**Dataset excerpts**
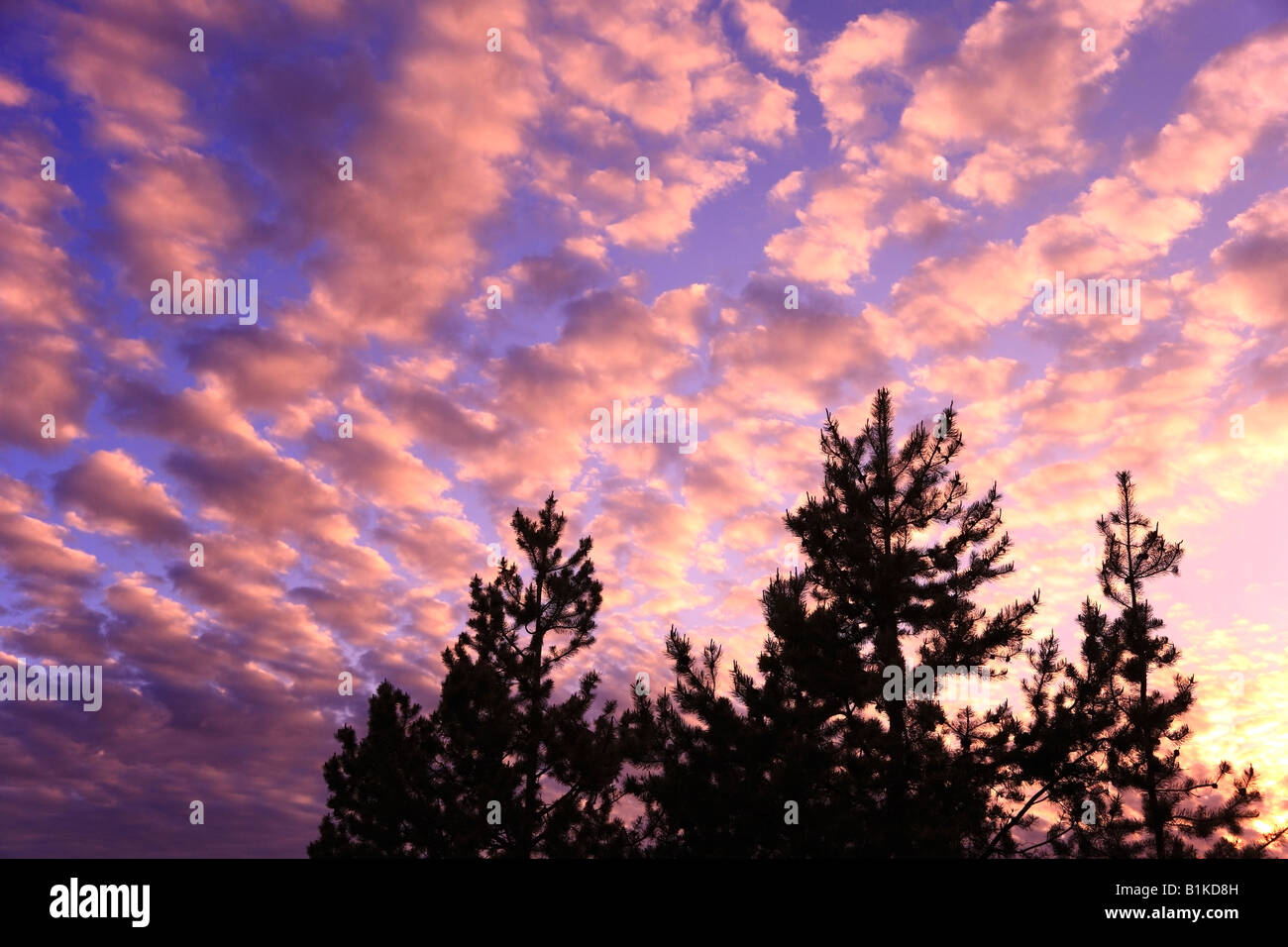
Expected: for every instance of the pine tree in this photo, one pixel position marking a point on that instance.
(500, 768)
(894, 556)
(381, 800)
(1142, 771)
(545, 770)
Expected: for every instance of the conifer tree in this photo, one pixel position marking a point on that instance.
(527, 775)
(381, 800)
(500, 768)
(894, 557)
(1145, 801)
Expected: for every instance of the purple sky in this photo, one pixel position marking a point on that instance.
(516, 169)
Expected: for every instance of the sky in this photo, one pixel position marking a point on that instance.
(912, 170)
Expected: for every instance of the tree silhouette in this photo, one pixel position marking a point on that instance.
(1145, 802)
(861, 761)
(500, 768)
(815, 755)
(381, 802)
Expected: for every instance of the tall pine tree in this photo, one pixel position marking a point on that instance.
(894, 558)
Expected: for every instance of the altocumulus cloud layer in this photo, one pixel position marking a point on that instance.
(516, 169)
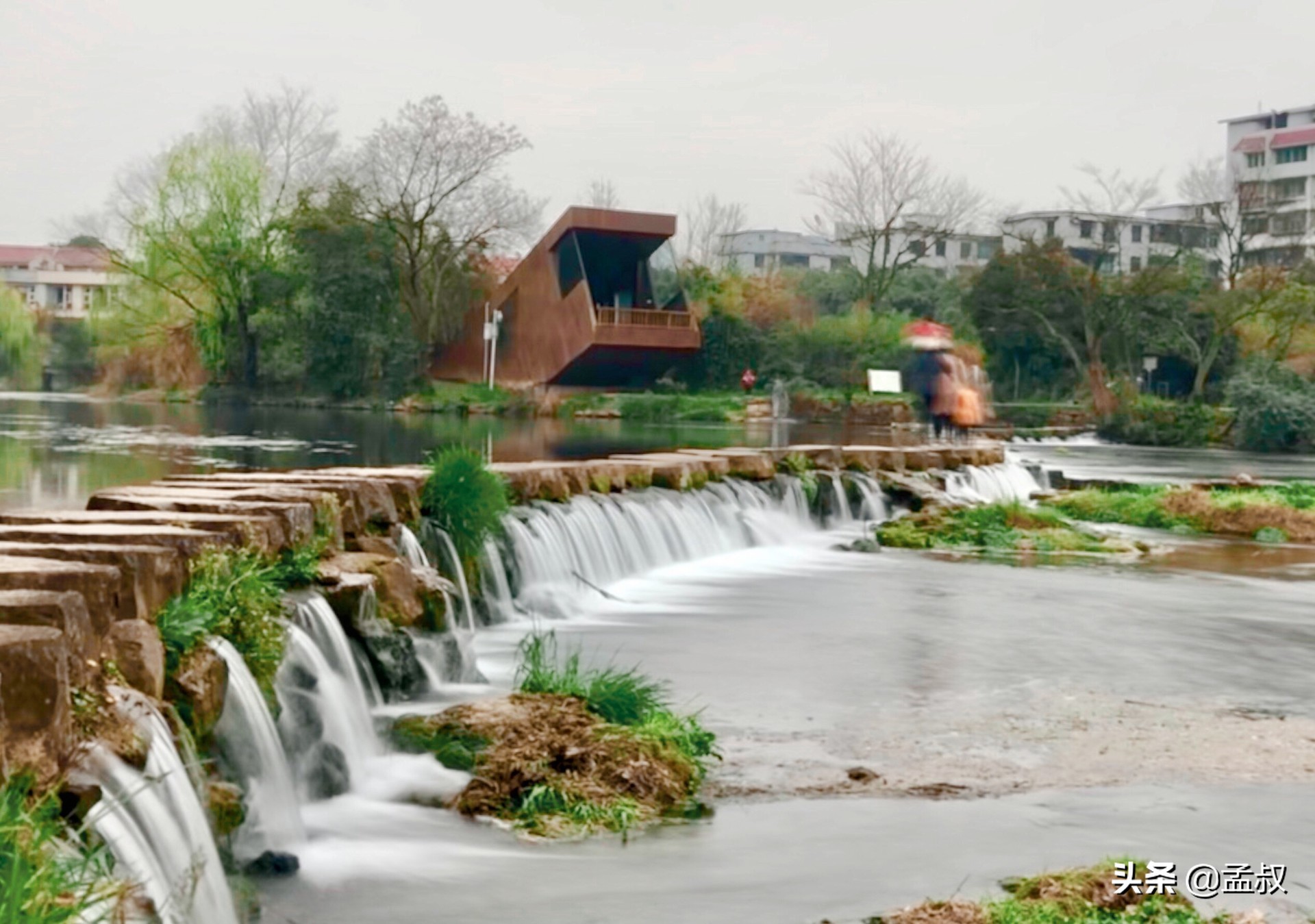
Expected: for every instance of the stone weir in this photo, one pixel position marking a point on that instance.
(79, 588)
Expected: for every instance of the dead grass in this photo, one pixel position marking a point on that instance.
(554, 768)
(956, 911)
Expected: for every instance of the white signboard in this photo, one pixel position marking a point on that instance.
(884, 380)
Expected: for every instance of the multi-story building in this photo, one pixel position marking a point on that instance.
(66, 282)
(767, 251)
(1270, 161)
(1118, 243)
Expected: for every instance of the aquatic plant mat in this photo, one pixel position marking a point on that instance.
(997, 530)
(1085, 895)
(1270, 513)
(575, 752)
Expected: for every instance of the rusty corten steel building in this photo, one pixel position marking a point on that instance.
(588, 305)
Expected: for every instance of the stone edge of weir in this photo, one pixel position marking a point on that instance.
(82, 586)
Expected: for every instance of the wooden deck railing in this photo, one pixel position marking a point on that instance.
(642, 317)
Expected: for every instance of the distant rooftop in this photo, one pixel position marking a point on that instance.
(1266, 112)
(68, 258)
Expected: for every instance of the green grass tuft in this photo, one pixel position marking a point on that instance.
(464, 499)
(47, 875)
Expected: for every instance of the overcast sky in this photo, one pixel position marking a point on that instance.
(667, 100)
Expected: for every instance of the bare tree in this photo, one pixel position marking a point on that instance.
(1116, 199)
(887, 200)
(1113, 192)
(601, 195)
(438, 179)
(707, 223)
(292, 136)
(1233, 210)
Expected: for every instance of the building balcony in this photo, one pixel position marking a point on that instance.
(646, 327)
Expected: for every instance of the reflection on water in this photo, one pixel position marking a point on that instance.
(57, 450)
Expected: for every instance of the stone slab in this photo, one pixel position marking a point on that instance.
(99, 585)
(151, 573)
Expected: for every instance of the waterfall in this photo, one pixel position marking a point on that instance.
(450, 563)
(873, 506)
(497, 589)
(411, 549)
(840, 512)
(325, 725)
(249, 745)
(597, 539)
(313, 614)
(992, 484)
(157, 828)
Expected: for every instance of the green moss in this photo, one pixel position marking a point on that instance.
(454, 745)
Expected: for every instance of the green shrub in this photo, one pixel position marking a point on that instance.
(1151, 421)
(1275, 409)
(47, 875)
(621, 697)
(464, 499)
(237, 595)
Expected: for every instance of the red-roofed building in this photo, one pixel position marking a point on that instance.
(67, 282)
(1272, 164)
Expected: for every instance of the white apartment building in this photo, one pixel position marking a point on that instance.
(66, 282)
(766, 251)
(1118, 243)
(1272, 166)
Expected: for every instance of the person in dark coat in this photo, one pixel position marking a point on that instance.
(923, 373)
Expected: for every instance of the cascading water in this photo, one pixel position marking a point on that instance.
(992, 484)
(597, 539)
(450, 564)
(497, 589)
(157, 828)
(873, 506)
(325, 723)
(249, 747)
(411, 549)
(313, 614)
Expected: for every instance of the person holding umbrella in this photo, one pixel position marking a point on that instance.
(930, 340)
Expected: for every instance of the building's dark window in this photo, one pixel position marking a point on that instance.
(570, 263)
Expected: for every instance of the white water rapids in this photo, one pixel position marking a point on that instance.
(321, 765)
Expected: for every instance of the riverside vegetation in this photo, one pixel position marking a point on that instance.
(1084, 895)
(1053, 527)
(573, 752)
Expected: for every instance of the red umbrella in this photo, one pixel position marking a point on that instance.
(927, 336)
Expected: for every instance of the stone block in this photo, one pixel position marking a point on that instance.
(99, 585)
(34, 692)
(140, 655)
(151, 575)
(65, 612)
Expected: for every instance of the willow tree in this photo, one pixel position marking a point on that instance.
(205, 223)
(20, 342)
(437, 179)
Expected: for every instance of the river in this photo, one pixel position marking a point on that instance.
(1005, 719)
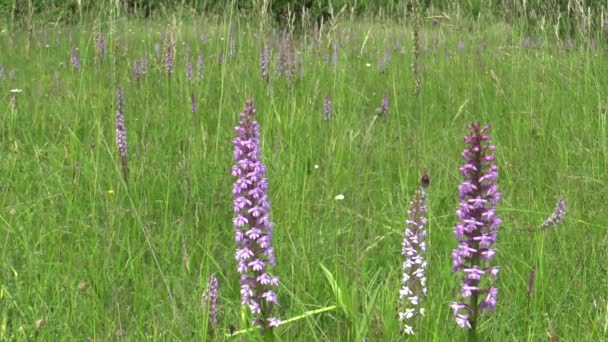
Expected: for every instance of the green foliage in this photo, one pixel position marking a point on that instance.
(84, 256)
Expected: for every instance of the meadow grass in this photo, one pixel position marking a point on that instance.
(87, 255)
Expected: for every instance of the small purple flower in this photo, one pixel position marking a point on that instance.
(199, 67)
(121, 133)
(193, 103)
(461, 45)
(189, 70)
(477, 229)
(209, 300)
(384, 105)
(557, 216)
(136, 70)
(253, 236)
(157, 50)
(413, 288)
(169, 46)
(327, 107)
(264, 61)
(169, 60)
(144, 63)
(75, 59)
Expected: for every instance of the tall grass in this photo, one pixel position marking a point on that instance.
(85, 256)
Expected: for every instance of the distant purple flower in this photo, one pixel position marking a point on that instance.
(477, 229)
(193, 103)
(381, 64)
(199, 67)
(189, 70)
(413, 288)
(384, 105)
(209, 300)
(121, 133)
(461, 45)
(264, 61)
(75, 59)
(144, 63)
(136, 70)
(327, 107)
(558, 214)
(169, 59)
(287, 63)
(592, 44)
(157, 50)
(101, 48)
(254, 253)
(12, 98)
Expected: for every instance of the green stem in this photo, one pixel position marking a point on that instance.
(293, 319)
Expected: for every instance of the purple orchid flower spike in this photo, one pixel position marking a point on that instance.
(476, 230)
(254, 254)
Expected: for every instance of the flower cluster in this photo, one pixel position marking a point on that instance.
(477, 228)
(254, 254)
(121, 133)
(327, 107)
(209, 299)
(75, 60)
(137, 70)
(558, 214)
(264, 61)
(384, 104)
(413, 248)
(199, 66)
(189, 70)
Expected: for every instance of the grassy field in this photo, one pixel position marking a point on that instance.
(86, 255)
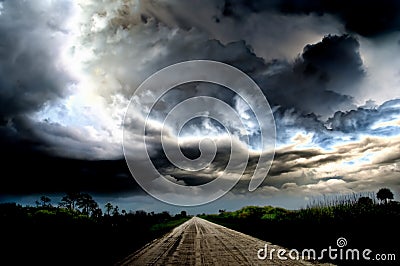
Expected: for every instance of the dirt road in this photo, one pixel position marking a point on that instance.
(199, 242)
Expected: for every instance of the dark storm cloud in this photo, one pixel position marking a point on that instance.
(363, 120)
(368, 18)
(320, 80)
(31, 36)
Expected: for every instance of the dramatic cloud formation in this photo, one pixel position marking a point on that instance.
(328, 69)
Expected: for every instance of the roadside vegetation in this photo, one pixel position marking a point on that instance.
(76, 231)
(366, 220)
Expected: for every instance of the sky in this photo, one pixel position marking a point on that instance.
(329, 70)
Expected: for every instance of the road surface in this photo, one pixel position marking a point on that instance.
(200, 242)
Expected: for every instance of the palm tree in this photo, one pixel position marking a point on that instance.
(86, 203)
(109, 208)
(384, 195)
(116, 211)
(70, 200)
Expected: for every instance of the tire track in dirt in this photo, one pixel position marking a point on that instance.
(200, 242)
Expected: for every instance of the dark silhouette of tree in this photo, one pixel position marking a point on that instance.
(45, 201)
(365, 201)
(109, 207)
(116, 211)
(70, 200)
(97, 213)
(384, 195)
(86, 203)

**TASK INSTRUCTIONS**
Word for word, quote the lines above. Omit the pictures.

**RESULT OF THIS EXERCISE**
Expected: for every instance of the pine tree in this photo, one pixel position marking a point on that instance.
(500, 768)
(894, 556)
(381, 800)
(1142, 771)
(545, 770)
Expected: for every instance of the conifer tree in this photo, one pixel position marking a point on that instance.
(527, 775)
(381, 800)
(500, 768)
(894, 557)
(1145, 801)
Expected: for every instance of the purple sky in this photo, one pixel position marking a point on that instance.
(516, 169)
Expected: for every instance of the sky in this photo, one pixel position marking a point on that instance.
(912, 170)
Expected: for every instance of the tree silhouette in this photo, one pixel position marking a point on that instance.
(1145, 802)
(861, 761)
(500, 768)
(815, 755)
(381, 802)
Expected: for every instance of the tall pine tree in this photo, one pixel position marking a point on that instance.
(894, 558)
Expected: for every instance of the altocumulus cloud layer in this photo, one pixel position marking a point on that instance.
(516, 169)
Expected: for every instance of the stone weir in this photo, one pixel position marking a point on that instance.
(79, 588)
Expected: for every instance of the dead grass in this photo, one pixel position marking a point on that instance.
(554, 768)
(956, 911)
Expected: for every instance of the white signboard in this photo, one pixel position marking a point on that instance.
(884, 380)
Expected: for every instance of the multi-story building in this photo, one pixel position marking a point on that instance.
(66, 282)
(767, 251)
(1270, 161)
(1118, 243)
Expected: for every instance of the aquatic plant mat in this photo, one pixel position marking a point on that instance.
(997, 530)
(1085, 895)
(1270, 513)
(575, 752)
Expected: for every instance of the rusty corten steel building in this photo, one pixel position marking a point on that instance.
(588, 305)
Expected: for every instance of the stone edge of weir in this photo, one pixel position marking a point on that instance.
(82, 586)
Expected: for every instance of the wooden deck railing in this photo, one pixel position marking a point on that instance.
(642, 317)
Expected: for every instance of the distant rooftop in this photo, one pixel position marking a point on that instance.
(1266, 112)
(68, 258)
Expected: for every instance of the green grass tuft in this photo, one pixel position marking a point on that instance.
(464, 499)
(47, 875)
Expected: for every instance of the overcast sky in this photo, one pixel position marking a point on that instance.
(667, 100)
Expected: for every instance of the bare tree in this photo, one pixel position marking a point on that instance.
(1116, 199)
(887, 200)
(1113, 192)
(601, 195)
(438, 179)
(707, 223)
(292, 136)
(1233, 210)
Expected: for every instance of the building balcony in this photo, one pixel position marking a point on that instance.
(646, 327)
Expected: for every instance of the reflection on water in this photo, one pixel position marking a point on that instance.
(57, 450)
Expected: for every instance of the stone slab in this photo, one pixel position marking a point on that instance.
(99, 585)
(151, 573)
Expected: for every instance of the waterfall in this photo, one pixel position marking a point on that instance.
(450, 563)
(873, 506)
(497, 589)
(411, 549)
(840, 512)
(325, 725)
(249, 745)
(597, 539)
(313, 614)
(992, 484)
(157, 828)
Expected: for every instance of the green moss in this photo, one pixel position marking a point on that instance.
(454, 745)
Expected: for every instance of the green shrub in this photo, one pixel position marking a point on that instance.
(1151, 421)
(1275, 409)
(47, 875)
(621, 697)
(464, 499)
(237, 595)
Expected: for every instance of the red-roofed building in this photo, one pixel position marking a point on that instance.
(67, 282)
(1272, 164)
Expected: for every instance of the white apartment building in this photo, one pixel position marking a point on that instance.
(66, 282)
(766, 251)
(1118, 243)
(1272, 166)
Expected: for every instance of the person in dark coat in this photo, one pixel position marking a point on that instance.
(923, 373)
Expected: for every instance of the cascading water in this photo, one pixel position marking a point on that instance.
(992, 484)
(597, 539)
(450, 564)
(497, 589)
(157, 828)
(873, 506)
(325, 723)
(249, 747)
(411, 549)
(313, 614)
Expected: for every instance of the person holding umbrella in this photo, one pixel position marking a point on that instance.
(930, 340)
Expected: for every instance of the building's dark window in this photo, one pixel position marking a point on that instance.
(570, 263)
Expected: for every instance of the white water rapids in this photo, one pixel position marking a point on that instance.
(321, 765)
Expected: for every instance of the riverside vegetation in this photo, one pixel position marking a point on that instance.
(1084, 895)
(1053, 527)
(573, 752)
Expected: for every instance of the red umbrella in this photo, one pixel position marking a point on that instance.
(927, 336)
Expected: for every instance of the stone block in this photo, one pixel position marking a point on that instance.
(99, 585)
(34, 692)
(140, 655)
(151, 575)
(65, 612)
Expected: for every instance of the willow tree in this photo, one pixel position marking a point on that instance.
(205, 223)
(20, 342)
(437, 179)
Expected: for every instance of the river in this photo, one pixel position marking a point on that instance.
(1005, 719)
Expected: for every instance of the green foliage in this photo, one pixel position marking a point on that instance.
(84, 256)
Expected: for every instance of the meadow grass in this photo, one pixel position marking a point on that instance.
(87, 255)
Expected: for every instance of the small purple flower in this photo, one pixel position marking a point on that instance.
(199, 67)
(121, 133)
(193, 103)
(461, 45)
(189, 70)
(477, 229)
(209, 300)
(384, 105)
(557, 216)
(136, 70)
(253, 236)
(157, 50)
(413, 288)
(169, 46)
(327, 107)
(264, 61)
(169, 60)
(144, 63)
(75, 59)
Expected: for every instance of the tall grass in this photo, one pixel position marking a point on that instance.
(85, 256)
Expected: for every instance of the distant purple flower in this photo, one pixel position marking a point on that instance.
(477, 229)
(193, 103)
(381, 64)
(199, 67)
(189, 70)
(413, 288)
(384, 105)
(209, 300)
(121, 133)
(461, 45)
(264, 61)
(75, 59)
(144, 63)
(136, 70)
(327, 107)
(558, 214)
(169, 59)
(287, 63)
(592, 44)
(157, 50)
(101, 48)
(254, 253)
(12, 98)
Expected: for every instance of the green stem in this photo, one pixel position marking a point on that instance.
(293, 319)
Expected: for every instance of the purple orchid flower spike in this photo, one pixel position marking a point on that instance.
(476, 230)
(254, 254)
Expected: for every instance of the flower cluster in this photo, one pixel position marking a point on that instance.
(477, 228)
(254, 254)
(121, 133)
(327, 107)
(209, 299)
(75, 60)
(137, 70)
(558, 214)
(264, 61)
(384, 104)
(413, 248)
(199, 66)
(189, 70)
Expected: for every instance of the grassy field in this photo, one pixel position marking a point on that instance.
(86, 255)
Expected: for every instance of the dirt road in this photo, one pixel position marking a point on that instance.
(199, 242)
Expected: for every instance of the dark storm cloud in this photo, one pixel position marking a point on that instance.
(363, 120)
(368, 18)
(320, 80)
(31, 36)
Expected: for every instance of the dramatic cloud formation in this photo, one pixel position marking a point on that instance.
(328, 69)
Expected: for every instance of the roadside vegetation in this photo, one pixel position marking a point on that instance.
(76, 231)
(366, 220)
Expected: for every instance of the sky in this photo, one pixel position marking a point on that instance.
(329, 70)
Expected: for every instance of the road surface in this photo, one pixel position marking a point on that instance.
(200, 242)
Expected: for every instance of the palm tree in this photo, one pixel position marking a point on that instance.
(86, 203)
(109, 208)
(384, 195)
(116, 211)
(70, 200)
Expected: for every instance of the tire track in dirt in this photo, one pixel position marking a point on that instance.
(200, 242)
Expected: for every instance of the dark silhouette of tree in this photo, one pixel position marking a point on that instance.
(45, 201)
(365, 201)
(109, 207)
(116, 211)
(70, 200)
(97, 213)
(384, 195)
(86, 203)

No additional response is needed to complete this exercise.